● **Directive**
Reproduce word for word the stretch of rows below from the line containing "Request = locate the white lane" through the final row.

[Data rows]
[start]
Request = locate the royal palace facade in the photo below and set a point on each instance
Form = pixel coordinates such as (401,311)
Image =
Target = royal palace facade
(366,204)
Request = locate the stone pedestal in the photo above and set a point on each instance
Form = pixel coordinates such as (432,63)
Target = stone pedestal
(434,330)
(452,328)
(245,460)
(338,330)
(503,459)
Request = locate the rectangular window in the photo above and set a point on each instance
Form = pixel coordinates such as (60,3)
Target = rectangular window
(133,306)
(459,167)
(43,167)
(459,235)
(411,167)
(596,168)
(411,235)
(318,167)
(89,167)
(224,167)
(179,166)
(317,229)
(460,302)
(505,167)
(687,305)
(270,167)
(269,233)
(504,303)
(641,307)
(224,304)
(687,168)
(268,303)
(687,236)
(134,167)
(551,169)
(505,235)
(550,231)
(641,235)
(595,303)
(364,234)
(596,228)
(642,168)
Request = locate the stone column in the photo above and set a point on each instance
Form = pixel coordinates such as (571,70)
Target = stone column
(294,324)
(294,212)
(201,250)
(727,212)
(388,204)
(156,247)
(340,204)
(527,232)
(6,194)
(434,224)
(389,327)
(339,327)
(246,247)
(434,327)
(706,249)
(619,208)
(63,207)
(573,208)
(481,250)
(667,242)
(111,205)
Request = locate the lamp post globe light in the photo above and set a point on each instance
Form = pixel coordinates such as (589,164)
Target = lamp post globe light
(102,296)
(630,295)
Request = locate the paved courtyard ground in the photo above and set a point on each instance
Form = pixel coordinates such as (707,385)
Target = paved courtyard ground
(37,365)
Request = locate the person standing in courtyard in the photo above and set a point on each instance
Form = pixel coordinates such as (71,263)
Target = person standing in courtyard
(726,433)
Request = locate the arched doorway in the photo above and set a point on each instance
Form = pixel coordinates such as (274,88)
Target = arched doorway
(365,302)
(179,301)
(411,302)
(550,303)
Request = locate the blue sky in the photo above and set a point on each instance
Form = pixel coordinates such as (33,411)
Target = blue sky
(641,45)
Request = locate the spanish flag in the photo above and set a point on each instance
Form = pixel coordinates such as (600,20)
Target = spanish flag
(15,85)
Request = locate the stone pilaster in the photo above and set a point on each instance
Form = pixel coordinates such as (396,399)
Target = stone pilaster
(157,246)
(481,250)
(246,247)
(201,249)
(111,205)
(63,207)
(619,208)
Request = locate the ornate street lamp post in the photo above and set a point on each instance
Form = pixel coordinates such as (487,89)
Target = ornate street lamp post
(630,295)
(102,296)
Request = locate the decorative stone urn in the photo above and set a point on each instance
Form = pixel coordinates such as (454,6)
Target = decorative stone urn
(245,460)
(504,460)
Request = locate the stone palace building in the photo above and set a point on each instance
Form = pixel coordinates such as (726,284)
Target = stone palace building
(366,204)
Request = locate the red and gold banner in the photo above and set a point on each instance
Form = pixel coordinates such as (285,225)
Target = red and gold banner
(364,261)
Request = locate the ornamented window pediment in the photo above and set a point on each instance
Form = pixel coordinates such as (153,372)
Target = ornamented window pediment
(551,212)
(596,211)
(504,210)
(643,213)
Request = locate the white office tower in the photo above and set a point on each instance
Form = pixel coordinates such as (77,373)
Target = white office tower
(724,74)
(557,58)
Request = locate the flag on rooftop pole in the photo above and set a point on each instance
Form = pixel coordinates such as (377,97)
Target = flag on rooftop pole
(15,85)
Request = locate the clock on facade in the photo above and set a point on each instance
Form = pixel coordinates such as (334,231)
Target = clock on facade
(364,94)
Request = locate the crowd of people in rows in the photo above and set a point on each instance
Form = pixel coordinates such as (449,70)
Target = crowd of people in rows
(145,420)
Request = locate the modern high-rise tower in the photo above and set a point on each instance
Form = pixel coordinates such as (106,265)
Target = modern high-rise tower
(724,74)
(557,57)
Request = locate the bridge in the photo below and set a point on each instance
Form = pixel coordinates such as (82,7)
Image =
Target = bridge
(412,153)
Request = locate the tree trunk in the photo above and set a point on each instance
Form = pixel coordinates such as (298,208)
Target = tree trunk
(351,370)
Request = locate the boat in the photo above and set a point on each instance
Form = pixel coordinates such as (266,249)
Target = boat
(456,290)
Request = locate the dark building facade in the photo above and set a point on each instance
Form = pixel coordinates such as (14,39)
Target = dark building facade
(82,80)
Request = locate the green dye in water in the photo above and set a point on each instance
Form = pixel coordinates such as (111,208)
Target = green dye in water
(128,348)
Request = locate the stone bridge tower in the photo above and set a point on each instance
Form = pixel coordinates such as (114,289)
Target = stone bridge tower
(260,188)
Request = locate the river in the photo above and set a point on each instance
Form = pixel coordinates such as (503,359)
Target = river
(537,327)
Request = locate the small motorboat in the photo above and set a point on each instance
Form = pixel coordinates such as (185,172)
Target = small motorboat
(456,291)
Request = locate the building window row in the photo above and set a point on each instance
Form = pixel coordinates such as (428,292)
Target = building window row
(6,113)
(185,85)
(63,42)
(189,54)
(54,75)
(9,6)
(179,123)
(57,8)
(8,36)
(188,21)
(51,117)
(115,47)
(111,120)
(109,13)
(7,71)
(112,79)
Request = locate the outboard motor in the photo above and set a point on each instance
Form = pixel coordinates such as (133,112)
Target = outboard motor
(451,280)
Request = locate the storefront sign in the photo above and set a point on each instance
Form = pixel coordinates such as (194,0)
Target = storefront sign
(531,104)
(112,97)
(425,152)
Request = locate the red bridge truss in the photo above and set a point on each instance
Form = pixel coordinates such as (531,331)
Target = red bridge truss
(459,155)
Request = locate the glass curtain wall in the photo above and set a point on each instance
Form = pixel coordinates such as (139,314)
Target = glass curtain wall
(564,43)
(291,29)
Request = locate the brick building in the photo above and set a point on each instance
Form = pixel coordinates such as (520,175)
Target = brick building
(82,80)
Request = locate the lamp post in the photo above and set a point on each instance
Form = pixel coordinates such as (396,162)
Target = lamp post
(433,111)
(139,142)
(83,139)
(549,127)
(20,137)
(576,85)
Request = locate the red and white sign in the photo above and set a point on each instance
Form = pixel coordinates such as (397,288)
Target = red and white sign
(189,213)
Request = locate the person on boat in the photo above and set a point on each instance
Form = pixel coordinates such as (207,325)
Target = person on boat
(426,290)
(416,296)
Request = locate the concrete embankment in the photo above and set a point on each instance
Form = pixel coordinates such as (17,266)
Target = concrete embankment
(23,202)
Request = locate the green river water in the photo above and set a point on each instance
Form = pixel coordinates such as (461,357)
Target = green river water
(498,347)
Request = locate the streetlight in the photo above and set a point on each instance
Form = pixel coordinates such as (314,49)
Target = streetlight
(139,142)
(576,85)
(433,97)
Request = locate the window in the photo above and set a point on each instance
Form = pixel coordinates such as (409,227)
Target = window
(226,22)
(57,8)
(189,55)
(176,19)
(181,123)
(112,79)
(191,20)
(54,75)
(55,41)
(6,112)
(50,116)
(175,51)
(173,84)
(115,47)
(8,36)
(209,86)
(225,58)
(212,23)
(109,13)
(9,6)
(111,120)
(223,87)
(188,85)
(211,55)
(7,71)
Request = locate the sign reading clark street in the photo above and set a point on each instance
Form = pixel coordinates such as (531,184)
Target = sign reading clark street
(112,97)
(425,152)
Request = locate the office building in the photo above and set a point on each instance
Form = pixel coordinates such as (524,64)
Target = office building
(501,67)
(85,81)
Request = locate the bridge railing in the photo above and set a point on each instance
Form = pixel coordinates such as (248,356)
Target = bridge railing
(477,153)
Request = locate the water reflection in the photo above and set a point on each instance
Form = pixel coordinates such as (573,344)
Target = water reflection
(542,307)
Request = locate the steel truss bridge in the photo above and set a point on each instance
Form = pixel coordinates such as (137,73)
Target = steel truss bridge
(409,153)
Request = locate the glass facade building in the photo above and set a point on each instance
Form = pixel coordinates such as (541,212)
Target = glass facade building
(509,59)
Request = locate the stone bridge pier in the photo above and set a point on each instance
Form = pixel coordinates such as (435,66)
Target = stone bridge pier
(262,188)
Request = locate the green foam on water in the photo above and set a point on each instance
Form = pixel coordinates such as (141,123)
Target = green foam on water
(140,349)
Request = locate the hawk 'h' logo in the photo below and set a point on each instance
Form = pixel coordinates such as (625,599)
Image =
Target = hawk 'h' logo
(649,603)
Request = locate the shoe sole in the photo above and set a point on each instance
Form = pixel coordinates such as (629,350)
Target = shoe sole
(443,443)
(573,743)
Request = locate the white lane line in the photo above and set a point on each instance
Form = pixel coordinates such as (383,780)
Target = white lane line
[end]
● **Task answer**
Request = locate the white lane line in the photo above and set a point on each instance
Form = pixel coordinates such as (383,780)
Target = white lane line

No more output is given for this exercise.